**Record list**

::::

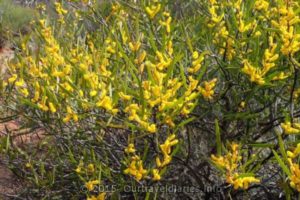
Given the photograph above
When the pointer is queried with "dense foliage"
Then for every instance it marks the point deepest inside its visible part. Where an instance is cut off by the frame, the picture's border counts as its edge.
(155, 93)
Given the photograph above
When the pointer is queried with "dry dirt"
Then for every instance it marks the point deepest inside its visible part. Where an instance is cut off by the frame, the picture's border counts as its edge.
(9, 183)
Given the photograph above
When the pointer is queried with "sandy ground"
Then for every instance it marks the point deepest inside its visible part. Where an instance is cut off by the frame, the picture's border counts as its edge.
(9, 183)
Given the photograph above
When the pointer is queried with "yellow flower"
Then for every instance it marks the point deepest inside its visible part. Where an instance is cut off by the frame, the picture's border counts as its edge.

::::

Rewrite every line of the records above, requests included, scaling each point coordinate in the answers by 1.2 and rounding to whole numbers with halves rounded up. Omit the pictures.

Given the photograph above
When the pointer is queried with "dense foliage"
Then for every instance it marks the point deepest inside its visible part. Where an instance is cut off by the frame, the picture's border counts as its edge.
(186, 112)
Given the photograph above
When the pointer is queried with "dry dirt"
Then for every instance it marks the point deepest inside its visible part. Where an instance is cut off by the frame, the picture's border counts as its edge.
(11, 220)
Given the photograph above
When the pointer is queried with "sandy ground"
Then for every instance it marks the point deepest inside its visible part. Where an instance is cut off by the frame, the picture's border counts as its edge.
(11, 220)
Given the photograph above
When the pointer is queried with "yellow flower"
Then for every instance it marks the point deepest inside its visible part. Where an instance is cut off by the frame, the picture's border counts as its edge.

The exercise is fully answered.